• Written instruction: Put every line of the data below into a Markdown table with the columns Row and Content, numbering the rows in order and leaving out blank lines.

• Records to use:
▶
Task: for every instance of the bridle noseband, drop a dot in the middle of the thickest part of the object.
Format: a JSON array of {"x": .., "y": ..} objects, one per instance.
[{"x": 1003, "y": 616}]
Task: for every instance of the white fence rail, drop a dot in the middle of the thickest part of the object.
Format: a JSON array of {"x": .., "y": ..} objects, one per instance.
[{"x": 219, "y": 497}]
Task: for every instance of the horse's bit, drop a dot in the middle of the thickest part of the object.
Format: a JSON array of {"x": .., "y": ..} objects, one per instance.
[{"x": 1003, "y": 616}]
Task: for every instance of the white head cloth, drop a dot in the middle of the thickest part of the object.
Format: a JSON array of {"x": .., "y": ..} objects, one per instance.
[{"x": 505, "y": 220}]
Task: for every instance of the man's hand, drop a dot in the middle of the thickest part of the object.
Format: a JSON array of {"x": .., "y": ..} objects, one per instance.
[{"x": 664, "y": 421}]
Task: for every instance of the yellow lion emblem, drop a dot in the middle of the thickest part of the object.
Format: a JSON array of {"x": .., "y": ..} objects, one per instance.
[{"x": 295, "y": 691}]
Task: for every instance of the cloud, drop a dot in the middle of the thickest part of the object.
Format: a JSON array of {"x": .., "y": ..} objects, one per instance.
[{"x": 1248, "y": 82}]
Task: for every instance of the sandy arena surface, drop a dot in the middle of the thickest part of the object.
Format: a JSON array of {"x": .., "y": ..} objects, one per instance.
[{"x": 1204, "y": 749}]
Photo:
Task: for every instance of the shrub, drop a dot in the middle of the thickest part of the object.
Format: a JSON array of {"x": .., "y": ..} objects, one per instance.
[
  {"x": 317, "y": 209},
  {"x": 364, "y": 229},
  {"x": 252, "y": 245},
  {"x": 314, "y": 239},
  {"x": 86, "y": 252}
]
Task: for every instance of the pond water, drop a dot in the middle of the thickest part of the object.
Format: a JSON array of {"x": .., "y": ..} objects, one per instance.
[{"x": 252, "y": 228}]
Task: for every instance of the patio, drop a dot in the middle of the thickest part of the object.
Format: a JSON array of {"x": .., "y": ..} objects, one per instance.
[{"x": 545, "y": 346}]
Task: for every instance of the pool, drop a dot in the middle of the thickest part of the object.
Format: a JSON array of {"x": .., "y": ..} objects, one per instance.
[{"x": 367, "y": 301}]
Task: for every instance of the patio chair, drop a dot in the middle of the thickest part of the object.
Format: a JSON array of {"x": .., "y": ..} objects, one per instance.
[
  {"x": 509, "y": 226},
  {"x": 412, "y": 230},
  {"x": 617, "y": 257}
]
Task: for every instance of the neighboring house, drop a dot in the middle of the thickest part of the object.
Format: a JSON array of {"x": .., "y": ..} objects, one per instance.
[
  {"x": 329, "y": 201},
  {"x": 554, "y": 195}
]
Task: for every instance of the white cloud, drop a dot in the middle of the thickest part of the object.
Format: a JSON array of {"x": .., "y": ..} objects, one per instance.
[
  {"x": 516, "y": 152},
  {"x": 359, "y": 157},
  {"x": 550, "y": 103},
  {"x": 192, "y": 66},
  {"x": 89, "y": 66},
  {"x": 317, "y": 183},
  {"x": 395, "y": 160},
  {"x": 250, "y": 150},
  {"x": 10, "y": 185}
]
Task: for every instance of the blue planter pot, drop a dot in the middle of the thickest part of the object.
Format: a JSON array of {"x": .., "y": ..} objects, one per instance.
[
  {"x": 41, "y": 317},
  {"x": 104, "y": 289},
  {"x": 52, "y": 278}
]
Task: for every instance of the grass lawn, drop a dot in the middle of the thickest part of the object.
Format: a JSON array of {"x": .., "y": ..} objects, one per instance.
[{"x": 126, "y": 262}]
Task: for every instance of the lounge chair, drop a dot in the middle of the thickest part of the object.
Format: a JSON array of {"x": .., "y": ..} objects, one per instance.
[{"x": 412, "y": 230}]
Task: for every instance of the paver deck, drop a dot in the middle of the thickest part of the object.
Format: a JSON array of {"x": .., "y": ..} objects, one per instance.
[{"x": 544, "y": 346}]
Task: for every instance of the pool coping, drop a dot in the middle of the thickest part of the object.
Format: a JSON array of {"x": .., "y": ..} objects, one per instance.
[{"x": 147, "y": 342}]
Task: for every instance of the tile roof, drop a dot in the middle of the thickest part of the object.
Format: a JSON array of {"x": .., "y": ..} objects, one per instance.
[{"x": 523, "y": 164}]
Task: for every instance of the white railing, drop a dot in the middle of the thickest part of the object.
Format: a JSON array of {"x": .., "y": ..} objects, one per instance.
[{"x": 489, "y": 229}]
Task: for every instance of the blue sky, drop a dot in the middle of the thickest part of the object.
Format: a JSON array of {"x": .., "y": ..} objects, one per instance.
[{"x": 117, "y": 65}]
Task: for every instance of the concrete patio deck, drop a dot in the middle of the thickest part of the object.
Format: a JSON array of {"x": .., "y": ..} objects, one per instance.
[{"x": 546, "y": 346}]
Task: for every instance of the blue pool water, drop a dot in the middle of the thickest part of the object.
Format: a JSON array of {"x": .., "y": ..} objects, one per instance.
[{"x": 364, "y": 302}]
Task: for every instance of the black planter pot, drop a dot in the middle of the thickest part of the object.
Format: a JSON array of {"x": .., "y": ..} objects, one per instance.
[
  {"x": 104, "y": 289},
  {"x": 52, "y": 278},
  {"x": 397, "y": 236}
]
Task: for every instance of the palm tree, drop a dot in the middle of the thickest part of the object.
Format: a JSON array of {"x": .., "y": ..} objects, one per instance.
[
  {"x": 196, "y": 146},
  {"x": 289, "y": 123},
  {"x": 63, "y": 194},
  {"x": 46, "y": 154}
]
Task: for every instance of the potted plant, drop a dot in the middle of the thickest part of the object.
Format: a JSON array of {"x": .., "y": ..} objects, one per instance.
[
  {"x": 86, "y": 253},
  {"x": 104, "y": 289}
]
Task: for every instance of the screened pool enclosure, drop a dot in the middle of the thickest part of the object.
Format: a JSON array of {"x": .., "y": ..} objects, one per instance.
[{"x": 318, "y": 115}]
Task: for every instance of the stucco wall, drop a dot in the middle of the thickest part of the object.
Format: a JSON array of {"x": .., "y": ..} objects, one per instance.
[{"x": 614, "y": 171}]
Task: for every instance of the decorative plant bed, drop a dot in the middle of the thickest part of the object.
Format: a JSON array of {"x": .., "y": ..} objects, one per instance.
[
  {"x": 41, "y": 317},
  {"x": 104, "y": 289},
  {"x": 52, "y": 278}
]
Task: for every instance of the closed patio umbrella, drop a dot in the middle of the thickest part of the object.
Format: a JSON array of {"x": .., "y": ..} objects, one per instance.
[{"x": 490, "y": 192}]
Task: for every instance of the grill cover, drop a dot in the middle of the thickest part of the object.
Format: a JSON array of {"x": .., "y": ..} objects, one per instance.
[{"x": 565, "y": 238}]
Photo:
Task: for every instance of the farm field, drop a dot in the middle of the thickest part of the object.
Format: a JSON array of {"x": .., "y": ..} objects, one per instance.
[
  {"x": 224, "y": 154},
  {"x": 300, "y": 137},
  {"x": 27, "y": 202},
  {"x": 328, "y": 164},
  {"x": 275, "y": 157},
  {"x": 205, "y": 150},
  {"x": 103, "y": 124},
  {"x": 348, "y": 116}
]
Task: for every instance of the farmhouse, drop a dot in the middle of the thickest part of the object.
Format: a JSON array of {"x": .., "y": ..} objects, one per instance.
◀
• The completed task:
| Row | Content |
|---|---|
| 1 | Task: for every instance of the bridle noseband, drop a dot in the middle of the thickest part of the object. |
| 2 | Format: a JSON array of {"x": .., "y": ..} objects, one per instance. |
| 3 | [{"x": 1003, "y": 616}] |
| 4 | Task: for every instance of the white fence rail, drop a dot in the middle of the thickest part of the object. |
| 5 | Format: a JSON array of {"x": .., "y": ..} objects, one per instance. |
| 6 | [{"x": 219, "y": 497}] |
| 7 | Task: for every instance of the horse's bit, drop a dot in the middle of the thickest part of the object. |
| 8 | Format: a JSON array of {"x": .., "y": ..} objects, one per instance. |
| 9 | [{"x": 1003, "y": 616}] |
| 10 | Task: for every instance of the white head cloth, drop a dot in the middle of the thickest part of the object. |
| 11 | Format: a JSON array of {"x": .., "y": ..} objects, one per instance. |
| 12 | [{"x": 505, "y": 220}] |
| 13 | Task: for every instance of the man's hand, drop a dot in the middle of the thickest part of the object. |
| 14 | Format: a JSON array of {"x": .., "y": ..} objects, one per instance. |
| 15 | [{"x": 664, "y": 421}] |
| 16 | Task: for every instance of the yellow lion emblem, drop a dot in the middle of the thickest part of the object. |
| 17 | Format: a JSON array of {"x": .., "y": ..} objects, one per instance. |
| 18 | [{"x": 295, "y": 691}] |
| 19 | Task: for every instance of the cloud, drop a dot in the middle of the thickest part of the object. |
| 20 | Format: a JSON array of {"x": .., "y": ..} objects, one per instance. |
| 21 | [{"x": 1248, "y": 82}] |
| 22 | Task: for every instance of the sandy arena surface, drop a dot in the middle of the thickest part of the object. |
| 23 | Format: a JSON array of {"x": .., "y": ..} objects, one per instance. |
| 24 | [{"x": 1204, "y": 749}] |
| 25 | Photo: |
| 26 | Task: for every instance of the shrub, drop a dot in the middle of the thickest part of the object. |
| 27 | Format: a JSON array of {"x": .., "y": ..} objects, one per instance. |
| 28 | [ |
| 29 |   {"x": 317, "y": 209}, |
| 30 |   {"x": 364, "y": 229}, |
| 31 |   {"x": 252, "y": 245}, |
| 32 |   {"x": 314, "y": 239}, |
| 33 |   {"x": 86, "y": 252} |
| 34 | ] |
| 35 | Task: for every instance of the pond water, drop a dot in the middle of the thickest part of the object. |
| 36 | Format: a JSON array of {"x": .., "y": ..} objects, one per instance. |
| 37 | [{"x": 252, "y": 228}] |
| 38 | Task: for every instance of the patio, drop a dot in the middle of the thickest part of the object. |
| 39 | Format: a JSON array of {"x": .., "y": ..} objects, one per instance. |
| 40 | [{"x": 545, "y": 346}] |
| 41 | Task: for every instance of the pool, drop a dot in the middle of the thickest part of the object. |
| 42 | Format: a JSON array of {"x": .., "y": ..} objects, one per instance. |
| 43 | [{"x": 367, "y": 301}] |
| 44 | Task: for every instance of the patio chair, drop a dot in the middle of the thickest part of the object. |
| 45 | Format: a JSON array of {"x": .., "y": ..} objects, one per instance. |
| 46 | [ |
| 47 |   {"x": 509, "y": 226}, |
| 48 |   {"x": 412, "y": 230}, |
| 49 |   {"x": 617, "y": 257} |
| 50 | ] |
| 51 | Task: for every instance of the neighboring house, drop a dot in the middle of the thickest part of the object. |
| 52 | Format: a JSON array of {"x": .., "y": ..} objects, one per instance. |
| 53 | [ |
| 54 |   {"x": 329, "y": 201}, |
| 55 |   {"x": 554, "y": 195} |
| 56 | ] |
| 57 | Task: for every instance of the white cloud, drop a dot in the middle of the thickest part of the object. |
| 58 | Format: a JSON array of {"x": .., "y": ..} objects, one per instance. |
| 59 | [ |
| 60 |   {"x": 516, "y": 152}, |
| 61 |   {"x": 359, "y": 157}, |
| 62 |   {"x": 550, "y": 103}, |
| 63 |   {"x": 192, "y": 66}, |
| 64 |   {"x": 89, "y": 66}, |
| 65 |   {"x": 317, "y": 183}, |
| 66 |   {"x": 395, "y": 160}, |
| 67 |   {"x": 250, "y": 150}, |
| 68 |   {"x": 10, "y": 185} |
| 69 | ] |
| 70 | Task: for every instance of the blue planter pot, drop a dot in the middle of the thickest part of the object. |
| 71 | Format: a JSON array of {"x": .., "y": ..} objects, one per instance. |
| 72 | [ |
| 73 |   {"x": 41, "y": 317}, |
| 74 |   {"x": 104, "y": 289}, |
| 75 |   {"x": 52, "y": 278} |
| 76 | ] |
| 77 | Task: for every instance of the grass lawn, drop a dot in the middle of the thickest part of the object. |
| 78 | Format: a JSON array of {"x": .., "y": ..} objects, one per instance. |
| 79 | [{"x": 126, "y": 262}] |
| 80 | Task: for every instance of the lounge chair, drop a dot in the middle of the thickest part of the object. |
| 81 | Format: a JSON array of {"x": .., "y": ..} objects, one per instance. |
| 82 | [{"x": 412, "y": 230}] |
| 83 | Task: for every instance of the paver deck, drop a dot in the middle of the thickest part of the object. |
| 84 | Format: a JSON array of {"x": .., "y": ..} objects, one per instance. |
| 85 | [{"x": 544, "y": 346}] |
| 86 | Task: for every instance of the pool coping, drop a dot in the middle of the thickest part of the object. |
| 87 | Format: a JSON array of {"x": .., "y": ..} objects, one per instance. |
| 88 | [{"x": 147, "y": 342}] |
| 89 | Task: for every instance of the tile roof, drop a dot in the middle of the thickest part of the object. |
| 90 | Format: a JSON array of {"x": .., "y": ..} objects, one per instance. |
| 91 | [{"x": 523, "y": 164}] |
| 92 | Task: for every instance of the white railing, drop a dot in the middle of the thickest part of the object. |
| 93 | Format: a JSON array of {"x": .., "y": ..} objects, one per instance. |
| 94 | [{"x": 489, "y": 229}] |
| 95 | Task: for every instance of the blue sky, drop a dot in the middle of the thickest part of the object. |
| 96 | Format: a JSON array of {"x": .., "y": ..} objects, one per instance. |
| 97 | [{"x": 117, "y": 65}] |
| 98 | Task: for every instance of the concrete patio deck, drop a dot in the middle of the thickest part of the object. |
| 99 | Format: a JSON array of {"x": .., "y": ..} objects, one per instance. |
| 100 | [{"x": 546, "y": 346}] |
| 101 | Task: for every instance of the blue pool water, drop a dot in the middle of the thickest part of the object. |
| 102 | Format: a JSON array of {"x": .., "y": ..} objects, one per instance. |
| 103 | [{"x": 364, "y": 302}] |
| 104 | Task: for every instance of the black planter pot, drop a dot in the middle of the thickest part of the object. |
| 105 | Format: a JSON array of {"x": .., "y": ..} objects, one per instance. |
| 106 | [ |
| 107 |   {"x": 104, "y": 289}, |
| 108 |   {"x": 52, "y": 278}, |
| 109 |   {"x": 397, "y": 236} |
| 110 | ] |
| 111 | Task: for every instance of the palm tree, drop a dot in the middle of the thickest part of the object. |
| 112 | Format: a JSON array of {"x": .., "y": ..} objects, one per instance. |
| 113 | [ |
| 114 |   {"x": 196, "y": 146}, |
| 115 |   {"x": 289, "y": 123}, |
| 116 |   {"x": 63, "y": 194}, |
| 117 |   {"x": 46, "y": 154} |
| 118 | ] |
| 119 | Task: for every instance of the potted plant, drop a dot in the middle of the thickest part of the object. |
| 120 | Format: a JSON array of {"x": .., "y": ..} objects, one per instance. |
| 121 | [ |
| 122 |   {"x": 86, "y": 253}, |
| 123 |   {"x": 104, "y": 289} |
| 124 | ] |
| 125 | Task: for every instance of the screened pool enclosure, drop a dot in the middle of the thickest part of the object. |
| 126 | Format: a JSON array of {"x": .., "y": ..} objects, one per instance. |
| 127 | [{"x": 318, "y": 115}] |
| 128 | Task: for every instance of the stucco wall, drop a dot in the middle of the thickest part of the object. |
| 129 | Format: a JSON array of {"x": .., "y": ..} objects, one per instance. |
| 130 | [{"x": 614, "y": 171}] |
| 131 | Task: for every instance of the decorative plant bed, drop a dot in the middle of the thickest part of the object. |
| 132 | Format: a JSON array of {"x": .., "y": ..} objects, one per instance. |
| 133 | [ |
| 134 |   {"x": 41, "y": 317}, |
| 135 |   {"x": 104, "y": 289}, |
| 136 |   {"x": 52, "y": 278} |
| 137 | ] |
| 138 | Task: for every instance of the closed patio umbrella, drop a dot in the middle of the thickest part of the object. |
| 139 | Format: a JSON array of {"x": .., "y": ..} objects, one per instance. |
| 140 | [{"x": 490, "y": 192}] |
| 141 | Task: for every instance of the grill cover, drop a dot in the middle of the thickest part of the object. |
| 142 | Format: a JSON array of {"x": .., "y": ..} objects, one per instance. |
| 143 | [{"x": 565, "y": 238}] |
| 144 | Photo: |
| 145 | Task: for every instance of the farm field, drop a dot in the middle of the thickest part of the object. |
| 146 | Format: a JSON array of {"x": .., "y": ..} objects, one per instance. |
| 147 | [ |
| 148 |   {"x": 224, "y": 154}, |
| 149 |   {"x": 300, "y": 137}, |
| 150 |   {"x": 27, "y": 202}, |
| 151 |   {"x": 328, "y": 164}, |
| 152 |   {"x": 275, "y": 157}, |
| 153 |   {"x": 205, "y": 150}, |
| 154 |   {"x": 103, "y": 124}, |
| 155 |   {"x": 348, "y": 116} |
| 156 | ] |
| 157 | Task: for every instance of the farmhouse, drop a dot in the middle of the thickest part of the object. |
| 158 | Format: a JSON array of {"x": .., "y": ..} objects, one per instance. |